══ 提供された本文 ══

当たり前に感じるような点をなぜ強調するのかといえば、この認識の齟齬が、誤った解決の方向性、あるいは打ち手につながってゆくからです。
客単価を上げるには?
ここで、少し考えてみましょう。最寄りのスーパーでもドラッグストアでも、コンビニでも、どこでも良いです。
お店の売上を伸ばすとして、どんな施策が考えられるでしょうか。
きっとここで出てくる回答のほとんどは、
- 広告を打つ
- 値下げセールをする
- より多くの点数を買ってもらう
- より高いグレードの商品を買ってもらう
- 関連商品を並べて、ついで買いをよりしてもらう
- 試食など接客販売をする
・・・の、どれかか、それに近い内容になるでしょう。
ほとんどの人は、売上高を上の公式に当てはめて分解して、「客単価を上げるためには・・」「客数を増やすためには・・」など、解決策を挙げて、それを実行に移し、だいたいあまりうまくいかない結果に終わります。
この失敗(?)の大きな理由は、「なぜその施策をするのか」に対する根拠を持たないことです。
ちなみにこの場合、「客単価が低いから、客単価を上げる」という単純な裏返しでは理由にはなりません。もし仮にこれを言うのだとしても、「なぜ客単価が低いからといって、客単価を上げるべきなのか」に答えなければなりません。

═══

## [作業内容]
**1)** 本文をもとに、次の問いにそれぞれ答えてください。
(a) 考える例として挙げられている店の種類は何ですか。
(b) 施策がうまくいかない大きな理由として、何が挙げられていますか。
(c) 理由にならないとされている単純な裏返しは、どのような言い方ですか。
**2)** 本文の「お店の売上を伸ばすとして、どんな施策が考えられるでしょうか。」から「する根拠を持たないことです。」までを、一字一句違えずに引用してください。
このあとのエントリは、ここでの作業には使いません。

══ 保存データ ══

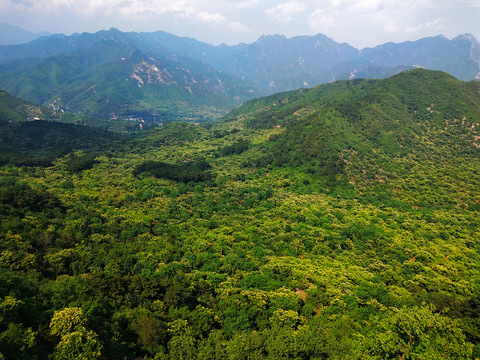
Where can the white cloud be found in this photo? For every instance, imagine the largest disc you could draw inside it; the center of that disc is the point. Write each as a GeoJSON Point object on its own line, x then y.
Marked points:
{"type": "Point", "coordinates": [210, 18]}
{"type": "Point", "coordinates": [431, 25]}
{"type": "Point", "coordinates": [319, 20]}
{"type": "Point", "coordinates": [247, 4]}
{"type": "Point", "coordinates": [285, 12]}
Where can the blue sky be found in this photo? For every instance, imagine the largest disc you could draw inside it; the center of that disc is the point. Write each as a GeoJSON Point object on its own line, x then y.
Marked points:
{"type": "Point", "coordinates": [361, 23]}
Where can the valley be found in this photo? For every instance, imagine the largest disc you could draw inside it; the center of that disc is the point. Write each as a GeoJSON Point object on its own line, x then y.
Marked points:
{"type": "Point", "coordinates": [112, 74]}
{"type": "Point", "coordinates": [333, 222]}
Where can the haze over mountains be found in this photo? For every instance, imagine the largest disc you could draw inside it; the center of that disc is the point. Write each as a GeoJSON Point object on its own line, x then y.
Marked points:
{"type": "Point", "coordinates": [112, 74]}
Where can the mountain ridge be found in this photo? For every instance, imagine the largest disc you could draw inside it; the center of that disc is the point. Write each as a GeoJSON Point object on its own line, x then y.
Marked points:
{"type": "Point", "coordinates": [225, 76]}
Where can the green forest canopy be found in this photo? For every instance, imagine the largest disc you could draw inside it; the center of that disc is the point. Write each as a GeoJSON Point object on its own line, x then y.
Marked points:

═══

## [作業結果]
**1)**
(a) スーパー、ドラッグストア、コンビニ
(b) 「なぜその施策をするのか」に対する根拠を持たないこと
(c) 「客単価が低いから、客単価を上げる」

**2)**
お店の売上を伸ばすとして、どんな施策が考えられるでしょうか。
きっとここで出てくる回答のほとんどは、
- 広告を打つ
- 値下げセールをする
- より多くの点数を買ってもらう
- より高いグレードの商品を買ってもらう
- 関連商品を並べて、ついで買いをよりしてもらう
- 試食など接客販売をする
・・・の、どれかか、それに近い内容になるでしょう。
ほとんどの人は、売上高を上の公式に当てはめて分解して、「客単価を上げるためには・・」「客数を増やすためには・・」など、解決策を挙げて、それを実行に移し、だいたいあまりうまくいかない結果に終わります。
この失敗(?)の大きな理由は、「なぜその施策をするのか」に対する根拠を持たないことです。